Material provided:
◆ ◆ ◆ ◆ ◆
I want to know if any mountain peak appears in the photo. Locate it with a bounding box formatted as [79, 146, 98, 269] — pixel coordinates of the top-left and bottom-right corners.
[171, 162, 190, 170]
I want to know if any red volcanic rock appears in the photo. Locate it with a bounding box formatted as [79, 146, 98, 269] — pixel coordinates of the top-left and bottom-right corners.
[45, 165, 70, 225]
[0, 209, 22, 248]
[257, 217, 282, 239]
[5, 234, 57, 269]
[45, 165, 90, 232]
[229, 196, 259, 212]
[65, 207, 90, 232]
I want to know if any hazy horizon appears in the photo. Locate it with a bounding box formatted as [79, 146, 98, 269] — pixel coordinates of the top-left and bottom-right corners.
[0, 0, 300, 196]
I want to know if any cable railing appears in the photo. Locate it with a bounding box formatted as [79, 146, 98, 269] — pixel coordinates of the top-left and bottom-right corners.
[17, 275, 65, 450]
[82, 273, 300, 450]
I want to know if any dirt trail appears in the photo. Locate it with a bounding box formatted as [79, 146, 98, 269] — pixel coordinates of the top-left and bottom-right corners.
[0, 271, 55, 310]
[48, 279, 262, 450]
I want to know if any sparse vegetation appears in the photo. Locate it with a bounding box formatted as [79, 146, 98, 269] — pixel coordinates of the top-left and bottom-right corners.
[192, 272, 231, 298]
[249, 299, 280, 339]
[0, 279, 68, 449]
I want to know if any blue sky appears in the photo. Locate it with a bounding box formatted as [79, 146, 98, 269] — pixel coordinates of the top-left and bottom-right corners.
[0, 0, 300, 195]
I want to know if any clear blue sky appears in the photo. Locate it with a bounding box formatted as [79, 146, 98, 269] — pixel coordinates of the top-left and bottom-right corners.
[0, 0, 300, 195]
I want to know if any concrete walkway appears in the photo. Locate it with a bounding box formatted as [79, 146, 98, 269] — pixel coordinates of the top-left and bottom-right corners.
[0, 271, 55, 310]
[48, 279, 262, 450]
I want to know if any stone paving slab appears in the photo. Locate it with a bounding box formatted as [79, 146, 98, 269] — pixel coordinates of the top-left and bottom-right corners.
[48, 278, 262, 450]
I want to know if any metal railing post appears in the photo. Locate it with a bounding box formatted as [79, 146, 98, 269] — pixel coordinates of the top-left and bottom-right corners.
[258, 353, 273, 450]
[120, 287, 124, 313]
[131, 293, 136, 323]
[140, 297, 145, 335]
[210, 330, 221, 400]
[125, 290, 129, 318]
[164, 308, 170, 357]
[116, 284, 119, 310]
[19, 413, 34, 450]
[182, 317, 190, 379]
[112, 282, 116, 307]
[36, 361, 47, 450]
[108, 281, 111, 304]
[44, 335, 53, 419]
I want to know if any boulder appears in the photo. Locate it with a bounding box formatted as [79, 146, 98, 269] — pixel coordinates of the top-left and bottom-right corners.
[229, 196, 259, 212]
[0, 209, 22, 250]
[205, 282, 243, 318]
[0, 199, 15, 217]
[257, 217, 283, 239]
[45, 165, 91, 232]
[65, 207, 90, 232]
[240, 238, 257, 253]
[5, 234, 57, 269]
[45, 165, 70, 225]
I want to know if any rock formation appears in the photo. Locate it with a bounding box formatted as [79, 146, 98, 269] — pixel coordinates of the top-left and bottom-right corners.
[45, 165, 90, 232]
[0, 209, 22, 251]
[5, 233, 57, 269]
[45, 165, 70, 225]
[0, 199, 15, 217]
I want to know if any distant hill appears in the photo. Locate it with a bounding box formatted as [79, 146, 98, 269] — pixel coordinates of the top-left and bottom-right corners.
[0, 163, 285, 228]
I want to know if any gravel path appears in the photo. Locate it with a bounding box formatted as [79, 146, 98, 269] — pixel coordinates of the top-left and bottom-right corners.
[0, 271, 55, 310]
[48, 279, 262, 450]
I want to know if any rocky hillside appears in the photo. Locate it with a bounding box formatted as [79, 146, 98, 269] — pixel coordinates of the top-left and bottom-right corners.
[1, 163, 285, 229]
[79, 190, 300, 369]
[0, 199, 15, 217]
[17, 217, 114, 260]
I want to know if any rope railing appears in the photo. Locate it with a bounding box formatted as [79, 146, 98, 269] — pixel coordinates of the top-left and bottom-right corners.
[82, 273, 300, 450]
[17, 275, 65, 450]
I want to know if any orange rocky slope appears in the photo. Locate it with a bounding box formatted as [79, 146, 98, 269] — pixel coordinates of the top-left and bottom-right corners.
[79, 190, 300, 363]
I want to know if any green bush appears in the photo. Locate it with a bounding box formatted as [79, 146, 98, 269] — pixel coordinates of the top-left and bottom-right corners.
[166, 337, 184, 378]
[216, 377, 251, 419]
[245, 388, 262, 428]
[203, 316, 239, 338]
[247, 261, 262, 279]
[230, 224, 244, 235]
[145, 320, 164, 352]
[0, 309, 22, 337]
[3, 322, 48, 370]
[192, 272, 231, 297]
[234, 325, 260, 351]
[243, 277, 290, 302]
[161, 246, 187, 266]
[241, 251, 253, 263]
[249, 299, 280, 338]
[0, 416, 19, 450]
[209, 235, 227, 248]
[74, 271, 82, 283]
◆ ◆ ◆ ◆ ◆
What the task asks:
Write out the listing above again, renaming "bounding box" to "rectangle" wherever it occurs and leaving every other line unchanged.

Output for this exercise:
I want to know if any mountain peak appears in the photo. Locate it with a rectangle formatted as [79, 146, 98, 269] — pixel coordinates of the top-left and bottom-right corners.
[171, 162, 190, 170]
I want to know if any red volcanic rock appears in the photo. Locate it with a rectangle formatted as [79, 146, 98, 269] — pixel coordinates of the top-left and bottom-right corners.
[45, 165, 70, 225]
[0, 209, 22, 248]
[257, 217, 282, 239]
[5, 234, 57, 269]
[45, 165, 90, 232]
[229, 196, 259, 212]
[65, 207, 90, 232]
I want to know if any hazy horizon appears in the photo. Locate it with a rectangle formatted as [79, 146, 98, 269] — pixel coordinates of the top-left and bottom-right corners.
[0, 0, 300, 196]
I want to know if any cable railing appears in the photo. Locate it with a rectangle formatted as [79, 146, 98, 269] — pixel coordinates of the top-left and bottom-right corners.
[17, 275, 65, 450]
[82, 273, 300, 450]
I want to know if any dirt trail appears in the photo. Locate it with a rectangle formatted as [79, 146, 98, 269] — pixel coordinates of the top-left and bottom-right corners.
[0, 271, 55, 310]
[48, 279, 262, 450]
I want to know if any sparse vegetation appears in the photo. Locate it with a rectangle formatted as [79, 146, 98, 269] — pixel coordinates of the top-left and bottom-right corners.
[192, 272, 231, 298]
[249, 299, 280, 339]
[0, 279, 68, 449]
I want to know if any blue sky appears in the photo. Locate it with a rectangle formatted as [79, 146, 98, 269] — pixel coordinates of the top-left and bottom-right corners.
[0, 0, 300, 195]
I want to know if any clear blue sky appears in the photo. Locate it with a rectangle formatted as [79, 146, 98, 269] — pixel coordinates of the top-left and bottom-right corners.
[0, 0, 300, 195]
I want to know if any concrete walkway appears in the photo. Locate it with a rectangle formatted as [79, 146, 98, 269] — pixel coordinates of the top-left and bottom-right corners.
[0, 271, 55, 310]
[48, 279, 262, 450]
I want to know if any stone paving slab appears in the photo. Locate it with a rectangle formatted as [79, 146, 98, 269] — pixel coordinates of the top-left and bottom-right corners.
[48, 278, 262, 450]
I want to know if any metal railing post appears in the photo. Locate it with a rectangle formatted as [79, 146, 98, 269] — pixel coordinates of the top-left and bottom-right corners.
[258, 353, 273, 450]
[120, 287, 124, 313]
[131, 293, 136, 323]
[140, 297, 145, 335]
[210, 330, 221, 400]
[125, 290, 129, 318]
[164, 308, 170, 357]
[116, 284, 119, 310]
[19, 413, 34, 450]
[182, 317, 190, 379]
[112, 282, 116, 307]
[36, 361, 47, 450]
[108, 281, 111, 304]
[44, 335, 53, 419]
I want to know if any boulder appears in the photo. Locate it with a rectangle formatted as [79, 146, 98, 269] — pixel coordinates of the top-left and bottom-right corners.
[229, 196, 259, 212]
[0, 209, 22, 250]
[205, 282, 243, 318]
[0, 199, 15, 217]
[257, 217, 283, 239]
[45, 165, 91, 232]
[65, 207, 90, 232]
[240, 238, 257, 253]
[5, 234, 57, 269]
[45, 165, 70, 225]
I want to know if any rock formation appears in the photo. Locate it with a rectangle formatted as [79, 146, 98, 269] — pixel coordinates of the top-left and bottom-right corners.
[45, 165, 90, 232]
[0, 209, 22, 251]
[5, 233, 57, 269]
[45, 165, 70, 225]
[0, 199, 15, 217]
I want to know if any distant hill appears in the photo. Locate it with a rectangle formatted as [79, 146, 98, 269] — pixel coordinates of the top-left and bottom-right corners.
[0, 163, 285, 228]
I want to know if any gravel path appears in the photo. Locate it with a rectangle formatted as [79, 146, 98, 269] — pixel coordinates of the top-left and bottom-right corners.
[0, 271, 55, 310]
[48, 279, 262, 450]
I want to know if any rocky hillside appears in the photo. Locate it with a rectangle formatted as [79, 146, 98, 269] — pixel coordinates of the top-left and bottom-right corners.
[1, 163, 285, 229]
[79, 190, 300, 369]
[0, 199, 15, 217]
[17, 217, 114, 260]
I want to know if any rope railing appears in the photo. Locate it with a rectangle formatted as [79, 146, 98, 269] — pixel coordinates of the top-left and bottom-right corners.
[82, 273, 300, 450]
[17, 275, 65, 450]
I want to know if any orange rocky slope appears in the photo. Locate it with a rectangle formatted as [79, 146, 98, 269] — pixel coordinates of the top-left and bottom-right corners.
[79, 190, 300, 363]
I want to know if any green bush appears in the photo. Locate it with a rectangle formatted as [79, 146, 98, 269] — pixel coordinates of the top-left and bottom-right corners.
[166, 337, 184, 378]
[216, 377, 251, 419]
[245, 388, 262, 428]
[203, 316, 239, 338]
[247, 261, 262, 279]
[230, 224, 244, 235]
[145, 320, 164, 352]
[0, 309, 22, 337]
[3, 322, 48, 370]
[192, 272, 231, 297]
[234, 325, 260, 351]
[243, 277, 290, 302]
[161, 246, 187, 266]
[241, 251, 253, 263]
[249, 299, 280, 338]
[0, 416, 19, 450]
[209, 235, 227, 248]
[74, 271, 82, 283]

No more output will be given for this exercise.